In the research systems, epistemic things have three important properties. One should first of all distinguish epistemic things from epistemic objects: in Bruno Latour's concept of non-human actors the latter are pure and objective facts (“matter of facts”), whereas epistemic things also fulfil an inner, emotional concern, thus “matters of concern.”9 The second aspect is the constitutive theoretical, medial, and technical hybridity of epistemic things, and thus also the constitutive provisionality of their definitions. Eventually, the emergence of epistemic things is not a matter of pure theory and speculation, but is always linked to epistemic practices such as experimental arrangements, measurements, representation procedures, and so on.
In this paper, I will attempt to describe Lichtenberg's Sudelbücher as the site of the serendipitous encounter of two practices, both central to the natural scientist and to the writer: writing down collected data (observations, experimental protocols, calculations, etc.) and experimenting in order to be able to produce the new and coveted but as yet undefined object of research (the epistemic thing) from a given and more or less fixed setting (the technical thing). Thus, these texts set in motion a peculiar feedback between repetition and renewal. On the one hand, they operate with traditional procedures of classification and representation of already known information assets (in terms of the history of knowledge: with taxonomies; in rhetorical terms: with inventio and ars topica). On the other hand, they attempt to generate new ideas and peculiar thought experiments from the archived written material and from the witty associations that spring from it. Rhetorical inventio becomes scientific invention.10
As a scientist, Lichtenberg was primarily concerned with the epistemic thing of the eighteenth century par excellence—electricity. In the history of science, his name is linked to the discovery of the electric figures named after him, which consist of branching electric discharges that sometimes appears on the surface or in the interior of insulating materials. His Essay Von einer neuen Art, die Natur und Bewegung der elektrischen Materie zu erforschen (1778), with which he informed the scientific community about his discovery, is also interesting for historical epistemology as well as for the rhetoric of science for several reasons. First, because Lichtenberg is fully aware of the role of chance in the discovery process and reflects on it several times in this text. Second, because the invisible epistemic thing called electricity produces effects (the figures, precisely, that look like snowflakes or flowers) that also have aesthetic appeal. Their particular beauty, which Lichtenberg describes with delight, even seems to be the necessary equivalent of their definitional vagueness. Thirdly, because this text employs several narrative procedures that reveal it to be a perfect example of the auctorial science narration still typical in the eighteenth century.11
But what do Lichtenberg's Sudelbücher have to do with epistemic things? First of all, it is important to say that they are not diaries, because they are mostly not dated. Lichtenberg entrusted all sorts of thoughts to the Sudelbücher, in which he made notes very regularly: experimental protocols, cursory observations, calculations, funny ideas and linguistic jokes, quotations from other books with his own commentary, drafts of short essays to be published in journals, and more. The thematic spectrum is very heterogeneous and by no means limited to questions of experimental science or laboratory technology; it extends to anthropological-psychological, literary-critical, and political topics. Although Lichtenberg, from the Sudelbuch H onwards, noted down his scientific and humanistic notes separately,12 the interaction of the “two cultures”13 is constitutive for these notebooks, which served him also as research notebooks in the broadest sense of the word.

☆ ☆ ☆ ☆ ☆ ☆ ☆

_EXERCISE 1_. In the passage on Lichtenberg's notebooks, what reason is given for why the Sudelbücher are not diaries?
_EXERCISE 2_. From the passage on Lichtenberg's notebooks, write out the text starting with "In the research" and going on through "procedures, and so on.".

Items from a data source
☆ ☆ ☆ ☆ ☆ ☆ ☆

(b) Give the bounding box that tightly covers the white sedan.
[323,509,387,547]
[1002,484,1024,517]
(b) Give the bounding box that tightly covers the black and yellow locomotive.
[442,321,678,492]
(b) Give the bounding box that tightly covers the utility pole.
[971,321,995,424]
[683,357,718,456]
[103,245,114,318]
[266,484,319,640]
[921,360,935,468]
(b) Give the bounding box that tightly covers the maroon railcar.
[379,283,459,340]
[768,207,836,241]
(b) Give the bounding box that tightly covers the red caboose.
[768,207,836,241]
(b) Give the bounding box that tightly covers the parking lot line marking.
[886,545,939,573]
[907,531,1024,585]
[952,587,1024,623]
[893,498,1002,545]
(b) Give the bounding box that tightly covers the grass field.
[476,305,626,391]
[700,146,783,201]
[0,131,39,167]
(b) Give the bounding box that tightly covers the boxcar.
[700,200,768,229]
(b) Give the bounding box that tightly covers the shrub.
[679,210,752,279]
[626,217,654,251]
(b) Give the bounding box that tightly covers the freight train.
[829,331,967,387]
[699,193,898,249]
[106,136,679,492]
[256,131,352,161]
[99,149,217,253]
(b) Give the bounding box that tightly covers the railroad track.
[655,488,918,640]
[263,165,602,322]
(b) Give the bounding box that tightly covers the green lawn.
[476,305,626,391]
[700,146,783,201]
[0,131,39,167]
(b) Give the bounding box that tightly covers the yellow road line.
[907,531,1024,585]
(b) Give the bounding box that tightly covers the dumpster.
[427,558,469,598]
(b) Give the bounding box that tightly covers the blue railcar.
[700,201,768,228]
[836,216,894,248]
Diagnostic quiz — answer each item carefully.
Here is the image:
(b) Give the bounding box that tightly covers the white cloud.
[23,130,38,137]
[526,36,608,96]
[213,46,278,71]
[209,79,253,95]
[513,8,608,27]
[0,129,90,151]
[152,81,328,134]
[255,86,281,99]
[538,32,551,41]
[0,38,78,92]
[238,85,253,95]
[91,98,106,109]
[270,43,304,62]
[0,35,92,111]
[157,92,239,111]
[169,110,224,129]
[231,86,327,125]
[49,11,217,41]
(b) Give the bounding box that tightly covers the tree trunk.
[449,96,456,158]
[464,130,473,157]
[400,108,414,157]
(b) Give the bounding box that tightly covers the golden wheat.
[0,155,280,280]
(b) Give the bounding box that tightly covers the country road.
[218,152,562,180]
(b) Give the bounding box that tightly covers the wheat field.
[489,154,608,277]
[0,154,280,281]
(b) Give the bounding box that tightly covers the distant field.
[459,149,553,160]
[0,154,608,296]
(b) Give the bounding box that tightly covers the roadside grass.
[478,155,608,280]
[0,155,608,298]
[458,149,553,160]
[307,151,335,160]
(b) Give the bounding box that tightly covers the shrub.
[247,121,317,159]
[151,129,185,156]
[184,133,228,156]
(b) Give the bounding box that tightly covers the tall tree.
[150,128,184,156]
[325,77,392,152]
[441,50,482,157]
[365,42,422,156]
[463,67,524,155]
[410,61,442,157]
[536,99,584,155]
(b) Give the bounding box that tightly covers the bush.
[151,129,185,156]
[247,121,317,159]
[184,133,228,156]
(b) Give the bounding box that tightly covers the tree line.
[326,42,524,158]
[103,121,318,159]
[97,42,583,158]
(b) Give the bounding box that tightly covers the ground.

☆ ☆ ☆ ☆ ☆ ☆ ☆

_PROBLEM SOLUTION 1_. They are mostly not dated.

_PROBLEM SOLUTION 2_.
In the research systems, epistemic things have three important properties. One should first of all distinguish epistemic things from epistemic objects: in Bruno Latour's concept of non-human actors the latter are pure and objective facts (“matter of facts”), whereas epistemic things also fulfil an inner, emotional concern, thus “matters of concern.”9 The second aspect is the constitutive theoretical, medial, and technical hybridity of epistemic things, and thus also the constitutive provisionality of their definitions. Eventually, the emergence of epistemic things is not a matter of pure theory and speculation, but is always linked to epistemic practices such as experimental arrangements, measurements, representation procedures, and so on.